┏━━

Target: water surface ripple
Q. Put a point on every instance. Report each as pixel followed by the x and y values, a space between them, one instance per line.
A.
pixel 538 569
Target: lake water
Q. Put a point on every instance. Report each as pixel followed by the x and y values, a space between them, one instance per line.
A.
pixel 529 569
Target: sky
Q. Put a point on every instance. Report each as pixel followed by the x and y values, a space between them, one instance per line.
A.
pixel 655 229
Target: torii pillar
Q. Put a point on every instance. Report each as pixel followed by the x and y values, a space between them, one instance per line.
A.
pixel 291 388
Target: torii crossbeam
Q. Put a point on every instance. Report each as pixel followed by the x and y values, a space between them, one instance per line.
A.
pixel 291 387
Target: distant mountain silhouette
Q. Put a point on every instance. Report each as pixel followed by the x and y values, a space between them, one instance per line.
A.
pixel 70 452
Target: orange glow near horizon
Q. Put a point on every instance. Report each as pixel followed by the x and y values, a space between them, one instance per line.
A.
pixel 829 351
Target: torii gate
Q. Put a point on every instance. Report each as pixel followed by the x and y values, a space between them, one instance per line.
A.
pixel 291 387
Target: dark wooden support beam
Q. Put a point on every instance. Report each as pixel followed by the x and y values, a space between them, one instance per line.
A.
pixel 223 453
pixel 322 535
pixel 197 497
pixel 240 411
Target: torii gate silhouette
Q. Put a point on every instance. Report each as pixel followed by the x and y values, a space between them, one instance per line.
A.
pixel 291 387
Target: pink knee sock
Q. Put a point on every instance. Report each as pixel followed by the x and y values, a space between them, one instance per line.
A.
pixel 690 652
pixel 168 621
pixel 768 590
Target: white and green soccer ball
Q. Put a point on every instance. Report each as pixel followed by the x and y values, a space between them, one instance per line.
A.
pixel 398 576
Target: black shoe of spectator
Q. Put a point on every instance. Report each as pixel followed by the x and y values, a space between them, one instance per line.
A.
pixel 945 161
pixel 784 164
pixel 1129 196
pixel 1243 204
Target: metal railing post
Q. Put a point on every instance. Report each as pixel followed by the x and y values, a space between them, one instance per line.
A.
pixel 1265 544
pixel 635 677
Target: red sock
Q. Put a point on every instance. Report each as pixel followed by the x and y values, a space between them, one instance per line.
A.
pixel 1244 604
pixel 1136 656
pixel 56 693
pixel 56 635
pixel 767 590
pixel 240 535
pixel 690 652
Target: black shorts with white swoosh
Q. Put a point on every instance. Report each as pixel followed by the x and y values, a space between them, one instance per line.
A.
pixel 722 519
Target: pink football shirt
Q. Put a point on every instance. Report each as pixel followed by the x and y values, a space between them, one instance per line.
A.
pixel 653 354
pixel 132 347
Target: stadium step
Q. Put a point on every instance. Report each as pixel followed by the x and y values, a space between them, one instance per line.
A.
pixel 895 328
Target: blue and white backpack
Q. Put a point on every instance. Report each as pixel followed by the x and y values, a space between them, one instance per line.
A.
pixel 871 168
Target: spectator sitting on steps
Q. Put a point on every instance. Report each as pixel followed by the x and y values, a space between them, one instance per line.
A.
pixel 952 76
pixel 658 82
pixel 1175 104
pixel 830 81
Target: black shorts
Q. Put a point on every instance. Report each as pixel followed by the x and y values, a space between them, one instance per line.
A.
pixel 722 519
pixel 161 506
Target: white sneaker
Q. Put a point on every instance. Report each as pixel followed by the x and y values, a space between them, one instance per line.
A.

┗━━

- [Given instruction]:
Lay out the entire listing above as a Markdown table with two columns, Row and Listing line, giving each nonblank line its own numbered row.

- [Solution for this problem]:
| Row | Listing line |
|---|---|
| 1 | Target: water surface ripple |
| 2 | Q. Put a point on every instance. Report each as pixel followed by the x and y values, a space between them, one instance per line. |
| 3 | A. |
| 4 | pixel 538 569 |
| 5 | Target: lake water |
| 6 | Q. Put a point on every instance. Report each as pixel followed by the x and y values, a space between them, one instance per line. |
| 7 | A. |
| 8 | pixel 529 569 |
| 9 | Target: sky |
| 10 | Q. Put a point on every instance. Report each as pixel followed by the x and y values, a space between them, one instance per line. |
| 11 | A. |
| 12 | pixel 655 229 |
| 13 | Target: torii pillar |
| 14 | Q. Put a point on every instance. Report each as pixel followed by the x and y values, a space between them, one instance per line. |
| 15 | A. |
| 16 | pixel 291 388 |
| 17 | Target: torii crossbeam |
| 18 | Q. Put a point on every instance. Report each as pixel followed by the x and y values, a space between them, one instance per line. |
| 19 | A. |
| 20 | pixel 291 387 |
| 21 | Target: distant mountain silhouette |
| 22 | Q. Put a point on every instance. Report each as pixel followed by the x and y values, a space between them, one instance per line. |
| 23 | A. |
| 24 | pixel 70 452 |
| 25 | Target: orange glow near horizon |
| 26 | Q. Put a point on every instance. Report each as pixel followed by the x and y values, a space between them, one instance per line. |
| 27 | A. |
| 28 | pixel 829 351 |
| 29 | Target: torii gate |
| 30 | Q. Put a point on every instance. Report each as pixel followed by the x and y values, a space between them, one instance per line. |
| 31 | A. |
| 32 | pixel 291 387 |
| 33 | Target: dark wooden support beam |
| 34 | Q. Put a point on every instance. Report each as pixel followed by the x and y values, a space between them, one instance per line. |
| 35 | A. |
| 36 | pixel 223 453 |
| 37 | pixel 322 535 |
| 38 | pixel 197 497 |
| 39 | pixel 240 411 |
| 40 | Target: torii gate silhouette |
| 41 | Q. Put a point on every instance. Report each as pixel followed by the x and y values, a space between them, one instance per line. |
| 42 | A. |
| 43 | pixel 291 387 |
| 44 | Target: pink knee sock |
| 45 | Q. Put a point on every instance. Report each as pixel followed by the x and y values, a space between them, one instance per line. |
| 46 | A. |
| 47 | pixel 690 652 |
| 48 | pixel 168 621 |
| 49 | pixel 768 590 |
| 50 | Target: white and green soccer ball |
| 51 | Q. Put a point on every instance. Report each as pixel followed by the x and y values, a space between them, one instance per line. |
| 52 | A. |
| 53 | pixel 398 576 |
| 54 | Target: black shoe of spectator |
| 55 | Q. Put a point on every instance. Report each as pixel followed by the x and y values, a space between them, one instance per line. |
| 56 | A. |
| 57 | pixel 945 161 |
| 58 | pixel 784 164 |
| 59 | pixel 1129 196 |
| 60 | pixel 1243 204 |
| 61 | Target: metal railing post |
| 62 | Q. Put a point on every instance. Report each as pixel followed by the x and y values, a space between them, one instance per line. |
| 63 | A. |
| 64 | pixel 1265 544 |
| 65 | pixel 635 677 |
| 66 | Target: red sock |
| 67 | Q. Put a point on every instance. Report each as pixel followed by the x and y values, a space between them, one instance per line. |
| 68 | A. |
| 69 | pixel 1244 604 |
| 70 | pixel 1136 656 |
| 71 | pixel 56 693 |
| 72 | pixel 56 635 |
| 73 | pixel 767 590 |
| 74 | pixel 240 535 |
| 75 | pixel 690 652 |
| 76 | Target: black shorts with white swoosh |
| 77 | Q. Put a point on every instance. Report each as pixel followed by the x and y values, a space between them, one instance per line. |
| 78 | A. |
| 79 | pixel 722 519 |
| 80 | Target: pink football shirt |
| 81 | Q. Put a point on every instance. Report each as pixel followed by the x and y values, a space between them, one instance per line. |
| 82 | A. |
| 83 | pixel 653 354 |
| 84 | pixel 132 347 |
| 85 | Target: stadium step |
| 86 | Q. Put a point on every instance. Report each as pixel followed by the x and y values, a space between them, one instance per line. |
| 87 | A. |
| 88 | pixel 895 328 |
| 89 | Target: blue and white backpack |
| 90 | Q. Put a point on every instance. Report each as pixel followed by the x and y values, a space between them, one instance per line. |
| 91 | A. |
| 92 | pixel 871 168 |
| 93 | Target: spectator sitting on steps |
| 94 | Q. Put a point on every instance. Report each as pixel followed by the x and y values, a space between them, one instance per line. |
| 95 | A. |
| 96 | pixel 952 76 |
| 97 | pixel 658 82 |
| 98 | pixel 1175 104 |
| 99 | pixel 830 81 |
| 100 | Target: black shorts |
| 101 | Q. Put a point on every instance. Report each as pixel followed by the x and y values, a space between them, one instance per line. |
| 102 | A. |
| 103 | pixel 722 519 |
| 104 | pixel 161 506 |
| 105 | Target: white sneaker |
| 106 | Q. Put a point on every instance. Report each as pixel followed by the x and y values, a space between them, one instance per line. |
| 107 | A. |